### What you need to do
Return only these lines: the one that contains "Reviewer note: every instance of the cloud" and every line after it through the end of the listing, exactly, without pictures.

>> START Dataset records

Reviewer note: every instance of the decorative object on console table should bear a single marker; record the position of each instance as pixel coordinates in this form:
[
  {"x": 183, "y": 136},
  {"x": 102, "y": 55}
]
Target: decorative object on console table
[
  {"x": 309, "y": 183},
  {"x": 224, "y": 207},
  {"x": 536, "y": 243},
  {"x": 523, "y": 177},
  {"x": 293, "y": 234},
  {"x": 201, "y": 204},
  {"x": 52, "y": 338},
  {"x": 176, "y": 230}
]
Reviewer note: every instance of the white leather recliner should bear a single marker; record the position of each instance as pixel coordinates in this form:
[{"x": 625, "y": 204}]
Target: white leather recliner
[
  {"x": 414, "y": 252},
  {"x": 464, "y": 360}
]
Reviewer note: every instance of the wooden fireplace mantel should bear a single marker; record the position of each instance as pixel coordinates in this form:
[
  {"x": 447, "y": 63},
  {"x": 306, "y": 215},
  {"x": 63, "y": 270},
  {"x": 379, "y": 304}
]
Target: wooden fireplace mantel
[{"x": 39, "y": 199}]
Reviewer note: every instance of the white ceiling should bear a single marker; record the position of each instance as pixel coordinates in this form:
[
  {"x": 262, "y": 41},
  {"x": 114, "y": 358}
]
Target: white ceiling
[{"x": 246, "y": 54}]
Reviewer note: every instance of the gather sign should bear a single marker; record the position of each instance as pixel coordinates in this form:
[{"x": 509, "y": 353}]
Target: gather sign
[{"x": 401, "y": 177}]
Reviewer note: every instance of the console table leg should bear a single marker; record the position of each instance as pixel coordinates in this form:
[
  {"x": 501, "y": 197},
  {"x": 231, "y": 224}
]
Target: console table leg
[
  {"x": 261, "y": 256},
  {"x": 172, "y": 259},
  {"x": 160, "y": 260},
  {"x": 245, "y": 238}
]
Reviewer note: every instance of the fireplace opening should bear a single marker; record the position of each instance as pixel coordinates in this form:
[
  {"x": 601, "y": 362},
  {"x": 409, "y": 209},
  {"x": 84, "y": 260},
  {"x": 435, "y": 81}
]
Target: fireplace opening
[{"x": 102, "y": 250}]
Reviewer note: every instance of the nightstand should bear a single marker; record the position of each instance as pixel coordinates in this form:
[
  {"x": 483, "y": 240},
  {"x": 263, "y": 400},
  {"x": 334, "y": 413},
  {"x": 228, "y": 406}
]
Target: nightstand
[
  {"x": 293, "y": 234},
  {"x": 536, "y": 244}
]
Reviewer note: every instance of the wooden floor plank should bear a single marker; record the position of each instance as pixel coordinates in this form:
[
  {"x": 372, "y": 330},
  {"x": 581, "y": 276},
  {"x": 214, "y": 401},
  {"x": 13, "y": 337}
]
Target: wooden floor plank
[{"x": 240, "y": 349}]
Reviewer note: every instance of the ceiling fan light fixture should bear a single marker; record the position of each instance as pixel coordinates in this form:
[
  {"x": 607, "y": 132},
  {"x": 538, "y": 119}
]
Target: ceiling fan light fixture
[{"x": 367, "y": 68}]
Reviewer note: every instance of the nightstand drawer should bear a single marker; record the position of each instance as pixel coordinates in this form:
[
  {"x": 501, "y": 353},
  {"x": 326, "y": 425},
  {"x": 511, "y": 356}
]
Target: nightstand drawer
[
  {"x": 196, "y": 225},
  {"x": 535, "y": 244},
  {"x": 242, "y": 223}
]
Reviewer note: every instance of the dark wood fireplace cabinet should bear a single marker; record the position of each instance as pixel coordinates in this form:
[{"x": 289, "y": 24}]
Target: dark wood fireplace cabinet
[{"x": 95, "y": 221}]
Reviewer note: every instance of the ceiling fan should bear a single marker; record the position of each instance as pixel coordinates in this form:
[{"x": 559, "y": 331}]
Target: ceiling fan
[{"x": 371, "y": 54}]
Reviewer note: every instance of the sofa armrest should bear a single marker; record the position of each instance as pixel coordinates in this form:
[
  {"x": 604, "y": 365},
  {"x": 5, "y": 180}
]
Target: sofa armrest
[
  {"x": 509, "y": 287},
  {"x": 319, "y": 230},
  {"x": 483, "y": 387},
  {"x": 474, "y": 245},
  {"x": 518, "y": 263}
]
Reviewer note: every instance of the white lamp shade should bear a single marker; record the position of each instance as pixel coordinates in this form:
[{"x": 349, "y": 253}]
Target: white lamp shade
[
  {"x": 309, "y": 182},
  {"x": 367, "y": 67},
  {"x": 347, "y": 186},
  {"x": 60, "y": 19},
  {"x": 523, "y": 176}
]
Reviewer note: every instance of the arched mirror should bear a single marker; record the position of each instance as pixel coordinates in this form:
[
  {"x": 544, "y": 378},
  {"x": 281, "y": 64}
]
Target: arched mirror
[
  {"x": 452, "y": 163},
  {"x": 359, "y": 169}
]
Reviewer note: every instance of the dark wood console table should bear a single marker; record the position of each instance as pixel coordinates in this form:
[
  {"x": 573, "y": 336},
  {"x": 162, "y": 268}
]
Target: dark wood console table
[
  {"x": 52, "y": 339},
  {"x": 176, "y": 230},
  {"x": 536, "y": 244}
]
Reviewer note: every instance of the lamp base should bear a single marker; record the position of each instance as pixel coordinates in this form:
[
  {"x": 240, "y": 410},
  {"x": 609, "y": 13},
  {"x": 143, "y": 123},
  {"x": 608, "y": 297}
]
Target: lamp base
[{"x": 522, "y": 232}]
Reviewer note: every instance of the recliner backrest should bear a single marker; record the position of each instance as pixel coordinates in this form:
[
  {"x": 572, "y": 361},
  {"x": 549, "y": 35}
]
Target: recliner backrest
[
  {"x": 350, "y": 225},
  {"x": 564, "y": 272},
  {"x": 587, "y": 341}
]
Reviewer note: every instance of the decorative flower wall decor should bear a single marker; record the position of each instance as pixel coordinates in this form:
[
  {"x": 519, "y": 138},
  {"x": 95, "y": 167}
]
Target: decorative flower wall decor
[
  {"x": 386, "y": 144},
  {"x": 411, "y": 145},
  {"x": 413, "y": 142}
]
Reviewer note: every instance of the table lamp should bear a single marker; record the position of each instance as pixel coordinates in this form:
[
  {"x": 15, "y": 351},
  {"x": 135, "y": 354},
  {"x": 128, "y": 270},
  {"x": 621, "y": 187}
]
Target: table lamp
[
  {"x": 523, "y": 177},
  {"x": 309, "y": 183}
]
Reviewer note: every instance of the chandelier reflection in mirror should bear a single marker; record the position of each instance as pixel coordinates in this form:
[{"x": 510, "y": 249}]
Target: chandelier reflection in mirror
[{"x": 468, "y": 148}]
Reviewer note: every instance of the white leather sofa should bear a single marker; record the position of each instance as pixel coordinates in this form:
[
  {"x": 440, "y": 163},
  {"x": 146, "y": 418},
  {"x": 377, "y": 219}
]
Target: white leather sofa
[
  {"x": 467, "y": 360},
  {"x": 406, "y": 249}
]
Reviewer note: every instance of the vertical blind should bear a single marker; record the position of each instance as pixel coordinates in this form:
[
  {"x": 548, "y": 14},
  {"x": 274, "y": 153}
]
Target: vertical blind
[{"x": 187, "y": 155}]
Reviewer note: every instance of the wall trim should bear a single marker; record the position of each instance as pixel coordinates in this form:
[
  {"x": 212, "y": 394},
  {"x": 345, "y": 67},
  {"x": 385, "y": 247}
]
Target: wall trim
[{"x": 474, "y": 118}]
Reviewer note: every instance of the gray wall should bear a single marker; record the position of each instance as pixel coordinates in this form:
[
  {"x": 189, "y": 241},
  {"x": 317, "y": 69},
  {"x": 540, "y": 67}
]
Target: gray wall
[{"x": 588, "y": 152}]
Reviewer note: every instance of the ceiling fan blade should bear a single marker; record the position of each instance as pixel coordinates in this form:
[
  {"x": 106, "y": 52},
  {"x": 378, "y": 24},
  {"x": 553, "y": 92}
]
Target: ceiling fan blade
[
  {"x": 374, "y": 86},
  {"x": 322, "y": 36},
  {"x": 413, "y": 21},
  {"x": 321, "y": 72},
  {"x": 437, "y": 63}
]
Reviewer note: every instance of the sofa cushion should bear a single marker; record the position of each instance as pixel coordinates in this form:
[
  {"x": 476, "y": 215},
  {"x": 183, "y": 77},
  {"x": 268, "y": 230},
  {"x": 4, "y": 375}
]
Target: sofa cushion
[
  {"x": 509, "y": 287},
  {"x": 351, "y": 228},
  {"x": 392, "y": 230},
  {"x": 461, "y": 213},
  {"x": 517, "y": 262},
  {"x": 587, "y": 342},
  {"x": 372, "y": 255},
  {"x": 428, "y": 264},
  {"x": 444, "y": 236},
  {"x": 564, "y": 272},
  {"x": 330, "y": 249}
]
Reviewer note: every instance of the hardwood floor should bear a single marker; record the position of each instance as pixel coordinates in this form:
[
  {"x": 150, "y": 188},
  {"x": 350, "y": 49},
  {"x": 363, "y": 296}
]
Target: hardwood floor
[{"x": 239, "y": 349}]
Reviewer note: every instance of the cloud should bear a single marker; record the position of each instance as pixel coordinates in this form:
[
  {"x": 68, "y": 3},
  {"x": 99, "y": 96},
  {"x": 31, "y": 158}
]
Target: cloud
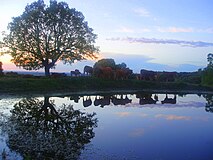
[
  {"x": 125, "y": 30},
  {"x": 138, "y": 62},
  {"x": 182, "y": 43},
  {"x": 184, "y": 30},
  {"x": 176, "y": 30},
  {"x": 142, "y": 12},
  {"x": 172, "y": 117}
]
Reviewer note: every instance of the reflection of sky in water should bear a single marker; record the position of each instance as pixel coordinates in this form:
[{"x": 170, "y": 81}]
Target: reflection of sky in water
[{"x": 152, "y": 131}]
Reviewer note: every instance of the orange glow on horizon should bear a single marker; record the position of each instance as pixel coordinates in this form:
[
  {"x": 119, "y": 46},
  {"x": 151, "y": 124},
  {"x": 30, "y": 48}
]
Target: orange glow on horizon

>> END Dataset records

### Expected answer
Reviewer note: every instance of the cloud should bear a single marker; record the position of each instance as pixel coordinates in this form:
[
  {"x": 68, "y": 3},
  {"x": 99, "y": 96},
  {"x": 31, "y": 158}
]
Target: cloud
[
  {"x": 125, "y": 30},
  {"x": 138, "y": 62},
  {"x": 182, "y": 43},
  {"x": 184, "y": 30},
  {"x": 176, "y": 30},
  {"x": 142, "y": 12},
  {"x": 172, "y": 117}
]
Reviewer note: every instance of the reflection of sky in water should bear a single marker; record the position of each instance as pixel coordinates in this form:
[{"x": 170, "y": 81}]
Target: reflection of sky in water
[{"x": 152, "y": 131}]
Reviewer note: every instance of the orange glow on horizon should bear a single marker; record the position of each instance as pixel coordinates in this form:
[
  {"x": 119, "y": 46},
  {"x": 151, "y": 124},
  {"x": 30, "y": 48}
]
Target: orange glow on horizon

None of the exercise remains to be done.